QuoteAm also becoming concerned at the financial side of the game - not sure what settings we're using, but because there's no pause in a server game, it's impossible to make changes without bleeding out a fortune in lost revenue. I think the money side of the game needs slowing down - income and expenditure, by maybe a factor of 10. This would also greatly reduce the stress/ urgency of online play- the need to check in twice daily to see if you've gone bankrupt yet.

In single player-games, large scale re-engineering is possible (essential), but it seems in the server games, not to be. My company has gone from £27M to £7m because of the time the work has taken (some of that was expected losses, but I'm nowhere close to finishing, and may well go bankrupt). Mainly it's because other players, inevitably, run the clock on substantially whilst any given player is not online. The only way I can see around this, apart from a server pause function (which would be nightmarish to manage) is to reduce the flow of money in/out.

This issue, and the subsequent discussions, are most interesting and need careful consideration. One thing to consider is that the high turnovers per unit of time are necessitated by the high number of passengers/mail, which are slated for substantial calibration. What I don't know is whether a game in which the number of travelling passengers was more realistic would still exhibit this issue. If it did, the question is what exactly could be made slower? The only way of achieving this, I think, would be to increase the bits per month setting, which would double (or quadruple, or multiply by eight, etc. in factors of two) the time that it takes for each game month to pass, and concomitantly change the relationship between capital costs and monthly costs and per trip/km costs/revenues. Simply decreasing revenues and running costs by the same amount would do nothing useful, as the proportion between them would be the same. I should be interested in any views on the most effective way of addressing this. Is there something to be said for increasing the bits per month setting to 22? This would mean that it really would take a long time for years to pass, I think about 1 every day, assuming that somebody is constantly connected. We perhaps need to assess how things work when the passenger generation is recalibrated, however; or do people think that the issue of the time that it takes to build infrastructure is cause enough to increase this number by itself?

◆ AVAILABLE RECORDS ◆
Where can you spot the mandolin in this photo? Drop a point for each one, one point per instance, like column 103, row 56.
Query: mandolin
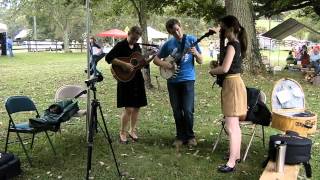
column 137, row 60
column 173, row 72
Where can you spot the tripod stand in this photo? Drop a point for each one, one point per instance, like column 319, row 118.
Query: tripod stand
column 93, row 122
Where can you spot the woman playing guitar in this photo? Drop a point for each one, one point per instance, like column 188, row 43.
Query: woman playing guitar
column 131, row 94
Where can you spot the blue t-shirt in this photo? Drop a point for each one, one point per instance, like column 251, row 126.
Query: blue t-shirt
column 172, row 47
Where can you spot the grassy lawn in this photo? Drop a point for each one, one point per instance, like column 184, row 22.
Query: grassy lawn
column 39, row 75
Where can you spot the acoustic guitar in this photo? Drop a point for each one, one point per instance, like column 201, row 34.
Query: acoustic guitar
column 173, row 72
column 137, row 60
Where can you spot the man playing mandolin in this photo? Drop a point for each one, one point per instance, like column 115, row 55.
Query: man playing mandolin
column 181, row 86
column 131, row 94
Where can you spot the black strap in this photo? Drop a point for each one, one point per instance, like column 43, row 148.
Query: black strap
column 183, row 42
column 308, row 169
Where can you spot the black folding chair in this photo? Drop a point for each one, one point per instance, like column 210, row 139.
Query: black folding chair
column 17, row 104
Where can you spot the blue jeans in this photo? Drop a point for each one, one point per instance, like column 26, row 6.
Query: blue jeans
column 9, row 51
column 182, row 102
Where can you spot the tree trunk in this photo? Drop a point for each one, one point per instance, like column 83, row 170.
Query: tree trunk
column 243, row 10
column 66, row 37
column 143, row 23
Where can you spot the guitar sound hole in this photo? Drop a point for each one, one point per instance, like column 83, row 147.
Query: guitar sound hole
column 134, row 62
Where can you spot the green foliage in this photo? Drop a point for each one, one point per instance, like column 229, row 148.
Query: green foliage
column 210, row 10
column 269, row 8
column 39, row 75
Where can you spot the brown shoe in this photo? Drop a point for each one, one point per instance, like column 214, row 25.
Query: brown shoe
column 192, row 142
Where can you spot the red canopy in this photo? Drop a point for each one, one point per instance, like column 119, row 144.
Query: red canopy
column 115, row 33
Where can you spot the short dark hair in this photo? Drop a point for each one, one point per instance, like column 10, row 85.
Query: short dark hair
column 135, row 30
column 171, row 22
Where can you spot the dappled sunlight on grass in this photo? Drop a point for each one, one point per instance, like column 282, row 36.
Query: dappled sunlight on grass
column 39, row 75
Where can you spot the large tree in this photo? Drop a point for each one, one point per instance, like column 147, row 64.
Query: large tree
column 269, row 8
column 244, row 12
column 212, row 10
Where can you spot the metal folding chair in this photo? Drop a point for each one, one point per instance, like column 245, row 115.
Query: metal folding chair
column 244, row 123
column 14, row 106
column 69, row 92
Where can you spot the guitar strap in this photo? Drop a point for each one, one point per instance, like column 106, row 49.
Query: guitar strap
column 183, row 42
* * *
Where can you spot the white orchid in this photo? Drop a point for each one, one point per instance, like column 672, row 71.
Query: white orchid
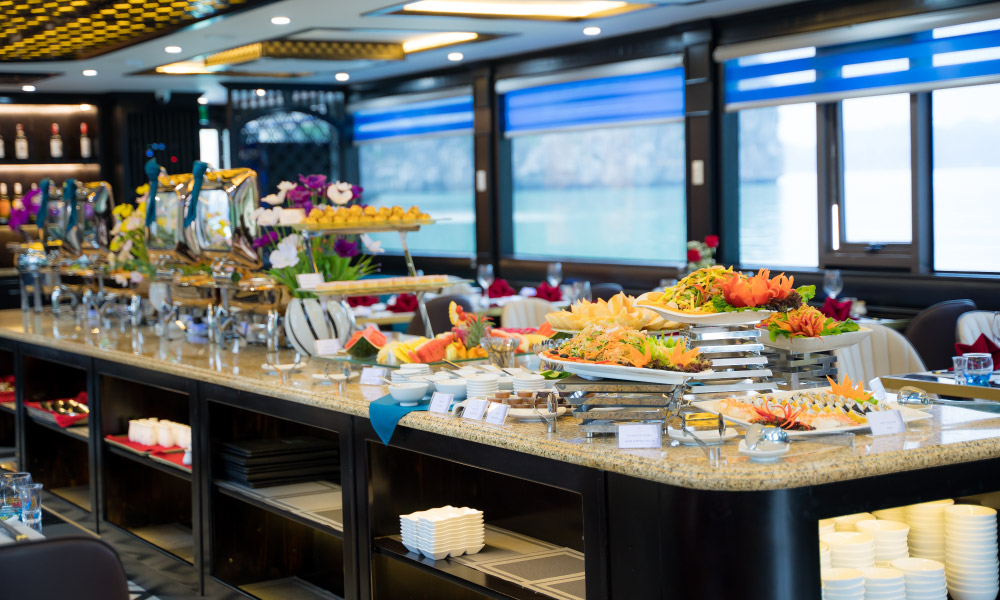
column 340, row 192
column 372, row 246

◆ EXERCISE TASKS ◆
• a. In the forum discussion about the game's finances, what value for the bits per month setting is suggested?
• b. From the records, quote the part that opens with the line containing "Where can you spot the black folding" and closes with the line containing "column 192, row 142", including both of those lines.

◆ ANSWERS TO EACH TASK ◆
• a. 22

• b.
Where can you spot the black folding chair in this photo? Drop a point for each one, one point per instance, like column 210, row 139.
Query: black folding chair
column 17, row 104
Where can you spot the blue jeans in this photo? Drop a point for each one, one point per instance, like column 26, row 6.
Query: blue jeans
column 9, row 51
column 182, row 102
Where can you spot the tree trunk in this photo? Drop a point for each one, one point per instance, like column 83, row 170.
Query: tree trunk
column 243, row 10
column 66, row 37
column 143, row 23
Where can you spot the guitar sound hole in this photo? Drop a point for each one, one point per instance, like column 83, row 147.
Query: guitar sound hole
column 134, row 62
Where can you spot the green foliage in this photo? Drop a point for each one, one point per instance, like column 229, row 148.
Query: green foliage
column 210, row 10
column 269, row 8
column 39, row 75
Where can you spot the brown shoe in this photo? Drop a point for each one, one point per instance, like column 214, row 25.
Query: brown shoe
column 192, row 142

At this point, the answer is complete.